#### Provided entries

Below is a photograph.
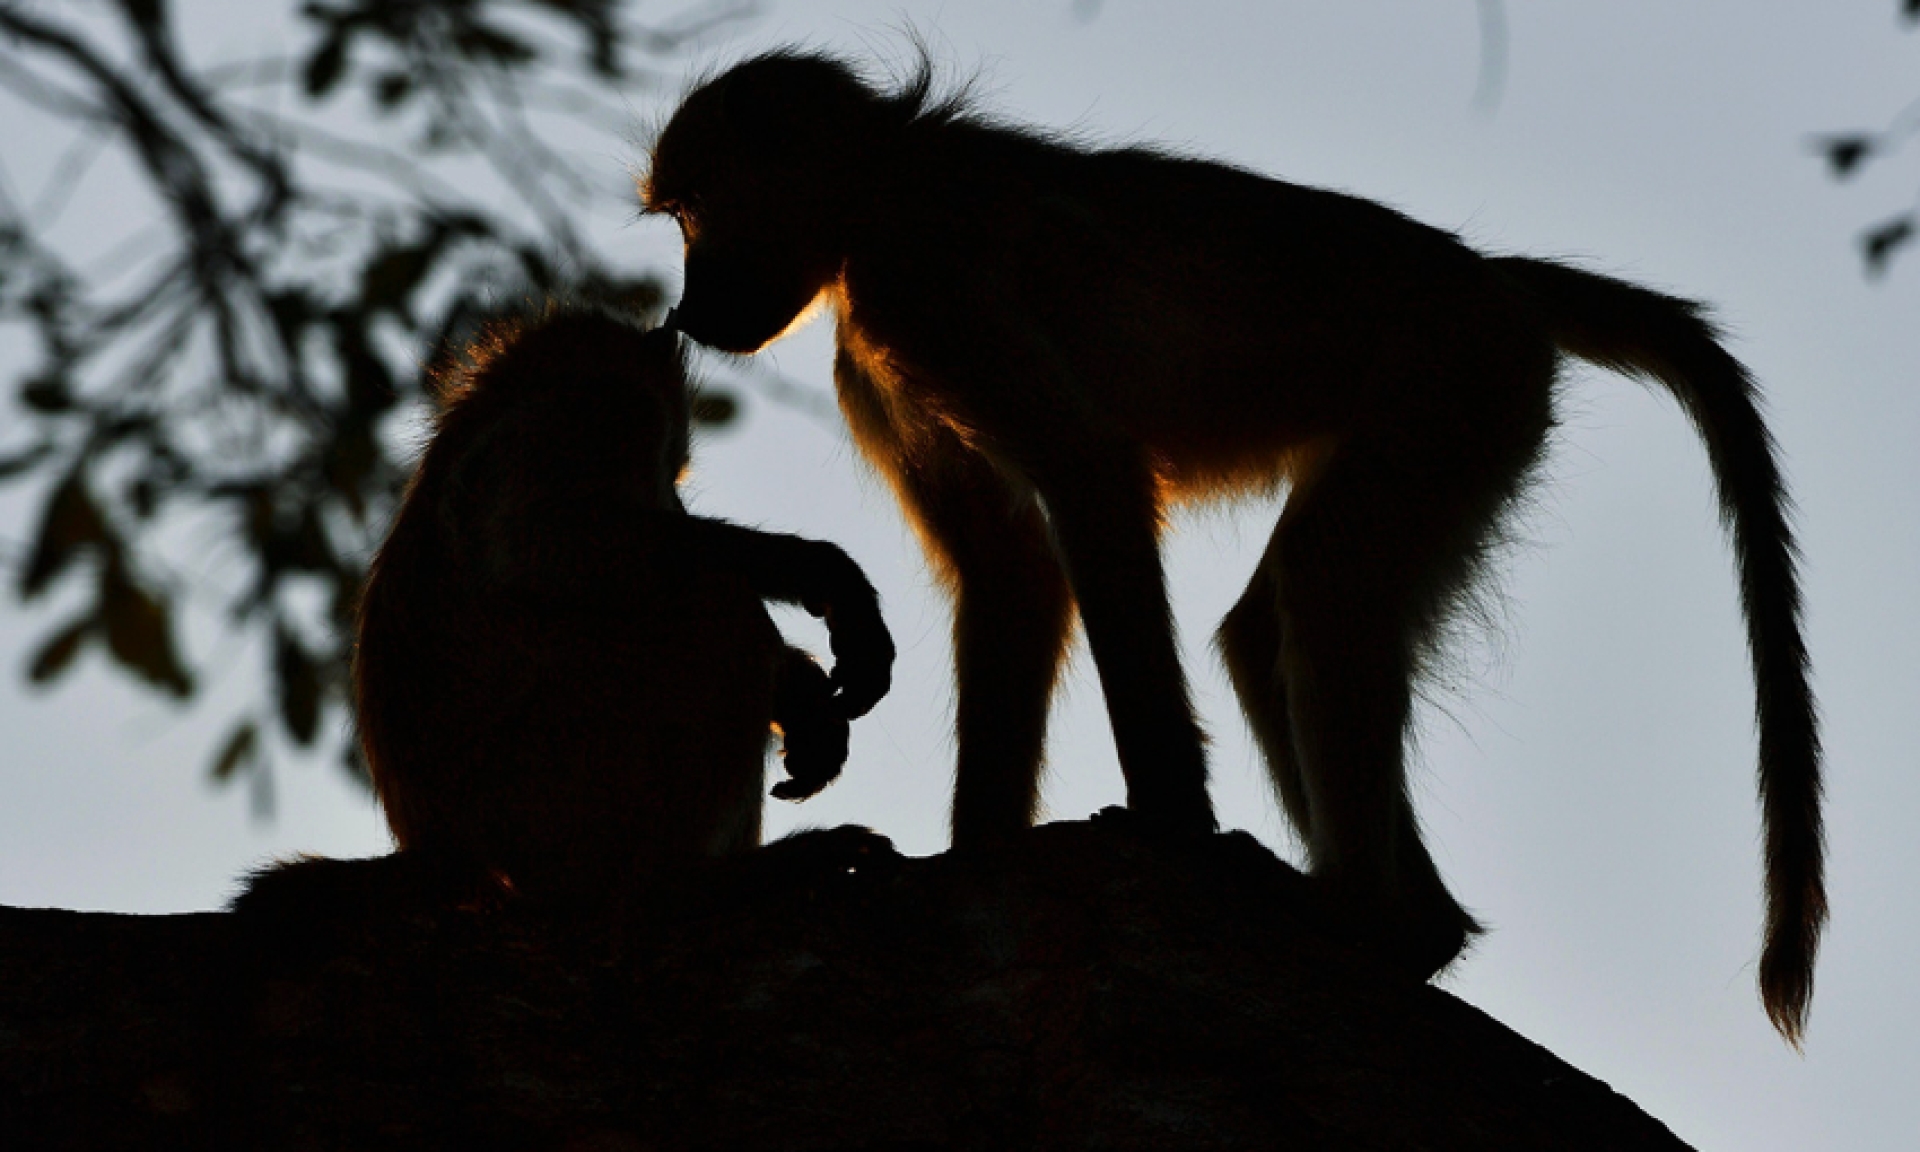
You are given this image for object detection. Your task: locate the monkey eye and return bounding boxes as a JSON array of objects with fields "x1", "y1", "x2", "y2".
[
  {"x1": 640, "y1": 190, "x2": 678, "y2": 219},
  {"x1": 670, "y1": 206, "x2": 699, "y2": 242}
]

########

[What is required]
Although the records above include pictures, the copy must contain only their exact text.

[Exercise output]
Below is a photograph.
You are given this image for object detection. Your task: locate the monkey eye and return bounding boxes as a JSON array of objects with fields "x1", "y1", "x2", "y2".
[
  {"x1": 640, "y1": 190, "x2": 678, "y2": 219},
  {"x1": 670, "y1": 206, "x2": 699, "y2": 242}
]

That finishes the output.